START Task data

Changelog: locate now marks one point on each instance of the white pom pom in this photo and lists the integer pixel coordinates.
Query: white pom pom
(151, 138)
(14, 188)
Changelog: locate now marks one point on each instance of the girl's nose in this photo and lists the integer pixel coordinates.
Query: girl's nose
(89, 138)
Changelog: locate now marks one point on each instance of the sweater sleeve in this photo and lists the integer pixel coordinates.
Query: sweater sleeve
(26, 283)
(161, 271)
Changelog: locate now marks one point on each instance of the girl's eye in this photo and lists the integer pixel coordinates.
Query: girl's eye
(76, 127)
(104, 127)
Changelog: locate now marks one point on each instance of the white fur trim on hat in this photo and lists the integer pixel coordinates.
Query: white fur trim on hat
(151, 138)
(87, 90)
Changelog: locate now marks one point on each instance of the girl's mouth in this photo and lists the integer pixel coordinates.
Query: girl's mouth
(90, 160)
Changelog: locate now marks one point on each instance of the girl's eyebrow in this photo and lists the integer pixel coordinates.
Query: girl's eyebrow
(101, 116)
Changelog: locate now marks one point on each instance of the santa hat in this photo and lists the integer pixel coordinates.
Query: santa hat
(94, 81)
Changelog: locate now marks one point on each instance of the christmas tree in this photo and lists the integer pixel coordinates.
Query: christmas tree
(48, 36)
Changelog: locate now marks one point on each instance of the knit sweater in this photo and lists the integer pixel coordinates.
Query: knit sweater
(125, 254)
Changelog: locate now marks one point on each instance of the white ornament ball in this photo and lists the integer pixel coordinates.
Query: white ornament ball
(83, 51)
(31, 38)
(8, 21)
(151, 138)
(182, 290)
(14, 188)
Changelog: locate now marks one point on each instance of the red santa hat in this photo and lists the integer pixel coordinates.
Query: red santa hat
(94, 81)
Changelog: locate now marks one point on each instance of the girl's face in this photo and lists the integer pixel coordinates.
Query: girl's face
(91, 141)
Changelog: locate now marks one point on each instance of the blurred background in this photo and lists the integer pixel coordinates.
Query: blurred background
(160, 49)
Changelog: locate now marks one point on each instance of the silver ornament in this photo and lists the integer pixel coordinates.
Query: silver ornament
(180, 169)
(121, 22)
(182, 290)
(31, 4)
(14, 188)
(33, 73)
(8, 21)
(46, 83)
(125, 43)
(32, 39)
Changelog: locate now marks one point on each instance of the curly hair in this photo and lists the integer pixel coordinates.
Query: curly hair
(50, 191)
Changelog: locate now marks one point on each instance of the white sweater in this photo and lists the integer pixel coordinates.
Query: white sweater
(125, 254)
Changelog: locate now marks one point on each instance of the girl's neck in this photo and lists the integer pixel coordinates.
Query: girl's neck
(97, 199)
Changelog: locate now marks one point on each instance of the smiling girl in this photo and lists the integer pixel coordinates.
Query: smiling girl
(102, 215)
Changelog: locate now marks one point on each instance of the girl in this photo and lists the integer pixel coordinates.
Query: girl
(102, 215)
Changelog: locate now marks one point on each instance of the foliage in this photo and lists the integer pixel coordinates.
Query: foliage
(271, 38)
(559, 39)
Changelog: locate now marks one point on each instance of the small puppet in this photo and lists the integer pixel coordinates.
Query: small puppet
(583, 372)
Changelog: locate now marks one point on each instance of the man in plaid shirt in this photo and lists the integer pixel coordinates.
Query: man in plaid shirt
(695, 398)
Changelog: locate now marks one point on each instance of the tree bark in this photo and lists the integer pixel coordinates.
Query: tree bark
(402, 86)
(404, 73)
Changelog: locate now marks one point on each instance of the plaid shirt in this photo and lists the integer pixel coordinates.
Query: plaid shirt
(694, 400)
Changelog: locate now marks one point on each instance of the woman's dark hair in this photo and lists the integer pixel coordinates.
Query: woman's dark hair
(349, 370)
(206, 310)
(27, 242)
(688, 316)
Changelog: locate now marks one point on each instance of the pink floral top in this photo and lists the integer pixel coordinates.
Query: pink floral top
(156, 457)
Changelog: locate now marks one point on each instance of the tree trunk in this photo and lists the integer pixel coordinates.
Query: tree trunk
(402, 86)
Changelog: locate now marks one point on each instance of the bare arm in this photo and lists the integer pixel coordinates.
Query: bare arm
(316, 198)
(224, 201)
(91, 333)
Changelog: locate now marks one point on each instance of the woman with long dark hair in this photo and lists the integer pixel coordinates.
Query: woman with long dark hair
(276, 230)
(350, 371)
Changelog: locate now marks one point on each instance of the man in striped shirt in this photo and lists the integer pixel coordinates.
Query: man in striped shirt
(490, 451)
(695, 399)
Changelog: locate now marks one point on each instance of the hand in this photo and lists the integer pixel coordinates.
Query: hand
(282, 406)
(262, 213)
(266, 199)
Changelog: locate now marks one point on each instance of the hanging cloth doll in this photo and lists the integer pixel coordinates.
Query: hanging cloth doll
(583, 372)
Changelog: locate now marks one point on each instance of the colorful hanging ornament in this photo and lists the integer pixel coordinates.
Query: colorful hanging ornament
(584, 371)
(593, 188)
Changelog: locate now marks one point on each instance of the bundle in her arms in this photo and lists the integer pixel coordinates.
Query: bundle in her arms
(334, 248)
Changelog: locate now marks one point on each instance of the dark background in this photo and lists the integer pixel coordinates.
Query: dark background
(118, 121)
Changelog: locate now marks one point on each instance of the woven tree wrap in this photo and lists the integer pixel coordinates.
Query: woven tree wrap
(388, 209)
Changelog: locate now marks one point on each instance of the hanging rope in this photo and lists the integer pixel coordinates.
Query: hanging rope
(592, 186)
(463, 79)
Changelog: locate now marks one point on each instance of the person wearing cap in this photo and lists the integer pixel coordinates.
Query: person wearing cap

END Task data

Work request: Copy out exactly, and only, the lines from the one that contains "of the dark" through the last line of the material above.

Solution:
Changelog: locate now marks one point on each instance of the dark background in this photo and lists the integer pixel coordinates.
Query: dark background
(118, 121)
Changelog: locate now marks one point on each instance of the woven tree wrap in this photo and lists the integer pixel coordinates.
Query: woven tree wrap
(388, 209)
Changelog: locate now marks one point on each instance of the hanging rope in this photo and lists the integer pixel coordinates.
Query: hanging rope
(592, 186)
(463, 79)
Changelog: locate now marks one point on each instance of the person wearing cap in this photo and lists the integer pixel coordinates.
Query: person wearing cap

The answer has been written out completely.